● **Task**
Repeat the following lines exactly and nothing else: the line containing "# Target: layered gold necklace" and each line after it through the end of the listing.

● **Records for the exercise**
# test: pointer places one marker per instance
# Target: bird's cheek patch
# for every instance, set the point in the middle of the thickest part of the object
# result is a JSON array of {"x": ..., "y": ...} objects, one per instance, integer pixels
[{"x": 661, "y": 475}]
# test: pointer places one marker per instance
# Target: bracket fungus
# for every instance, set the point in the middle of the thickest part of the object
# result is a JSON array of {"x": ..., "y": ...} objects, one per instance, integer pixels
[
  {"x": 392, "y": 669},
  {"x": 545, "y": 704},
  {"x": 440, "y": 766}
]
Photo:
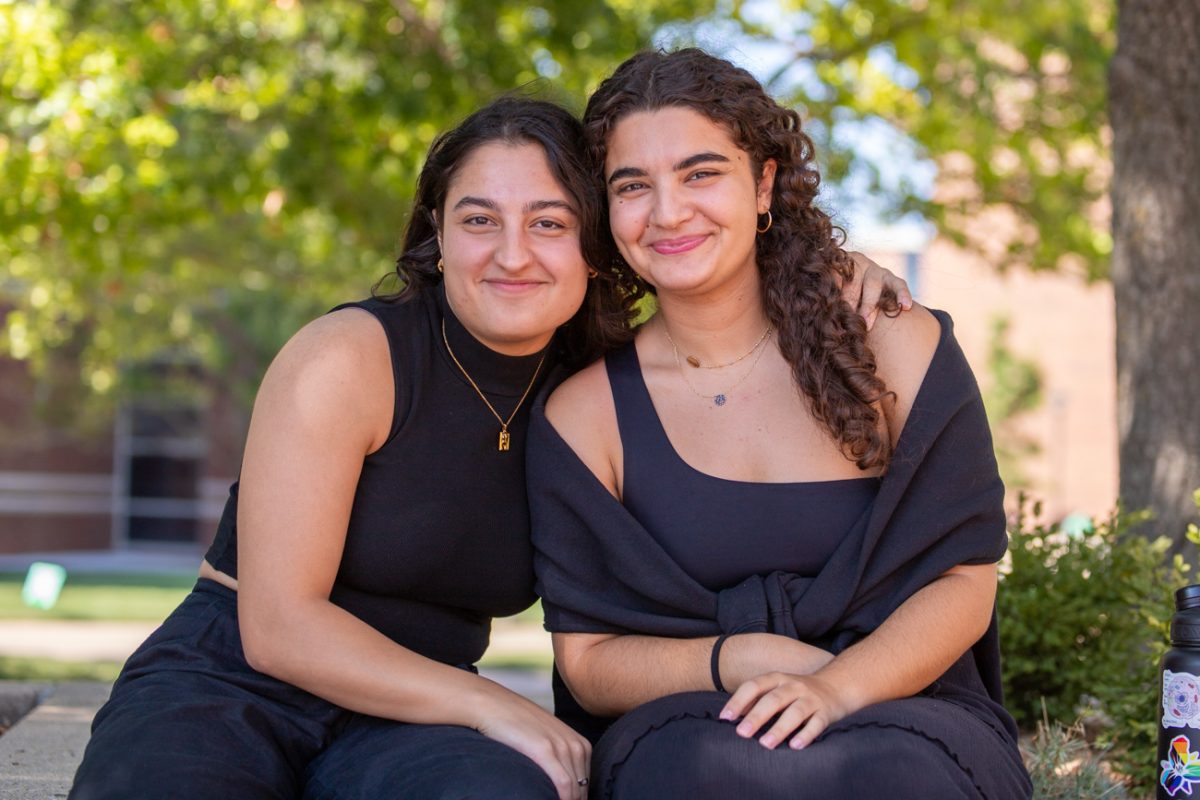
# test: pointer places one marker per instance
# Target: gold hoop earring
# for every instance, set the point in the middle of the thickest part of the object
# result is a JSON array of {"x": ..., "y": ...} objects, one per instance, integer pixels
[{"x": 771, "y": 221}]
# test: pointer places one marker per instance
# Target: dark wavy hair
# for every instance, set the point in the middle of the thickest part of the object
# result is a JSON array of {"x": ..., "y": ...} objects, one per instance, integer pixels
[
  {"x": 799, "y": 258},
  {"x": 605, "y": 319}
]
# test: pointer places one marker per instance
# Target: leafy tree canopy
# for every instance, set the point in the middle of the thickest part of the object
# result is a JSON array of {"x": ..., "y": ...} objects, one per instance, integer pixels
[{"x": 197, "y": 178}]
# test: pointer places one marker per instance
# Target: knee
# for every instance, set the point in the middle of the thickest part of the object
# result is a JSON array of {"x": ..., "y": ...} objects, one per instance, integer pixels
[{"x": 501, "y": 777}]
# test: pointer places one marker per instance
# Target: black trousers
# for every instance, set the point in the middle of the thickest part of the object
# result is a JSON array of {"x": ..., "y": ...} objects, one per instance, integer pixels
[{"x": 190, "y": 719}]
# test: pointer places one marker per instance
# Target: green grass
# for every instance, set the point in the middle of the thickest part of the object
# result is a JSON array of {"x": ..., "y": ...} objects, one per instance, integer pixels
[
  {"x": 51, "y": 671},
  {"x": 101, "y": 597}
]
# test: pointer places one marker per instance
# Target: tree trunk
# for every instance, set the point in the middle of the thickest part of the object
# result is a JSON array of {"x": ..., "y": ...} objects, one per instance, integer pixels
[{"x": 1155, "y": 109}]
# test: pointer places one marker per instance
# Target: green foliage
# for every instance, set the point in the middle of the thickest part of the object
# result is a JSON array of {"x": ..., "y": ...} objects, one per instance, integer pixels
[
  {"x": 1084, "y": 625},
  {"x": 197, "y": 178},
  {"x": 49, "y": 669},
  {"x": 1014, "y": 386},
  {"x": 101, "y": 597},
  {"x": 1063, "y": 767},
  {"x": 1006, "y": 96}
]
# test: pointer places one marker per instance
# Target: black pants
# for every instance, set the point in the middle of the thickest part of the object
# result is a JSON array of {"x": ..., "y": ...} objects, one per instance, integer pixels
[{"x": 190, "y": 719}]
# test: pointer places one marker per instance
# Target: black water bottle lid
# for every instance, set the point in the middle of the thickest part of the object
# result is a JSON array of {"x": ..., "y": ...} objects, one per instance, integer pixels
[{"x": 1187, "y": 597}]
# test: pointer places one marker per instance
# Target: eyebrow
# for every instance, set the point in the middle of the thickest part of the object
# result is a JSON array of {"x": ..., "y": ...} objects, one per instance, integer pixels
[
  {"x": 529, "y": 208},
  {"x": 687, "y": 163}
]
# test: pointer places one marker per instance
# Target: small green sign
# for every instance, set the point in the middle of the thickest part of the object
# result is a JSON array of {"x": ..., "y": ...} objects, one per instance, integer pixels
[{"x": 43, "y": 583}]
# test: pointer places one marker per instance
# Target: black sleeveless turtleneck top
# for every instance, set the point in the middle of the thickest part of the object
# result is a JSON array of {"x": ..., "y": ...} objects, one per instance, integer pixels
[{"x": 438, "y": 537}]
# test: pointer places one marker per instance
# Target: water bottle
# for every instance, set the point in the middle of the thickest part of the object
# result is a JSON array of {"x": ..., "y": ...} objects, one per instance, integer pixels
[{"x": 1179, "y": 735}]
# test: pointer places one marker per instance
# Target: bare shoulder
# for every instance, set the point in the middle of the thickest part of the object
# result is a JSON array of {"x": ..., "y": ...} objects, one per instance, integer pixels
[
  {"x": 904, "y": 348},
  {"x": 336, "y": 367},
  {"x": 582, "y": 411}
]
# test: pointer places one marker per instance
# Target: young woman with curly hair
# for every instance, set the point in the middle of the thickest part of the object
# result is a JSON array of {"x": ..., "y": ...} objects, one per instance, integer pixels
[
  {"x": 766, "y": 536},
  {"x": 379, "y": 522}
]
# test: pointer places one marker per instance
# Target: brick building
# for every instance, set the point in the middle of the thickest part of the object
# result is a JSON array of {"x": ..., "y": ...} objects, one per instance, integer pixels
[{"x": 156, "y": 474}]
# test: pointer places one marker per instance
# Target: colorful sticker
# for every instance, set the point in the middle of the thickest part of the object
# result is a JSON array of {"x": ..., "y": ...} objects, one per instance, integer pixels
[
  {"x": 1181, "y": 699},
  {"x": 1181, "y": 768}
]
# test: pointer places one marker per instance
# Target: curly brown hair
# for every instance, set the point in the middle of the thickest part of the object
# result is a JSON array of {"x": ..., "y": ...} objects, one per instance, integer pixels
[
  {"x": 799, "y": 257},
  {"x": 605, "y": 319}
]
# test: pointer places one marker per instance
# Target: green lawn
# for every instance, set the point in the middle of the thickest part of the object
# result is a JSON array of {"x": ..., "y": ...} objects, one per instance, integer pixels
[{"x": 101, "y": 596}]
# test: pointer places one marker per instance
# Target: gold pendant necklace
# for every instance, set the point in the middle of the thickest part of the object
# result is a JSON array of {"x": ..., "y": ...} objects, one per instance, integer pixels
[
  {"x": 695, "y": 362},
  {"x": 505, "y": 438},
  {"x": 719, "y": 398}
]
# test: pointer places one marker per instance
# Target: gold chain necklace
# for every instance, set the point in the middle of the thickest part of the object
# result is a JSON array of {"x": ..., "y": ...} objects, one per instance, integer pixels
[
  {"x": 695, "y": 362},
  {"x": 505, "y": 437},
  {"x": 719, "y": 398}
]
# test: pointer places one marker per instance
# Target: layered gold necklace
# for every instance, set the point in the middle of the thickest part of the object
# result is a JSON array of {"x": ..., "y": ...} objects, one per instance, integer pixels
[
  {"x": 723, "y": 397},
  {"x": 505, "y": 438}
]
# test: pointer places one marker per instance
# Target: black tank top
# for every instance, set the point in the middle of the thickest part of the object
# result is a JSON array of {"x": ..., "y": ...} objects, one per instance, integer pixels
[
  {"x": 438, "y": 537},
  {"x": 720, "y": 530}
]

● **Completed exercise**
# Target: layered gold necklace
# for every instance, set the point in the middle of the thickest part of the object
# result is a JSON array of {"x": ..., "y": ...} objects, one per instance, integer pixels
[
  {"x": 723, "y": 397},
  {"x": 505, "y": 438}
]
# test: pointer places one marker per instance
# Target: black tank top
# for every instance, set the point in the middle of the thickest part of the object
# result is a JSON array of {"x": ..., "y": ...} objects, one per instance, integer pixels
[
  {"x": 438, "y": 537},
  {"x": 720, "y": 530}
]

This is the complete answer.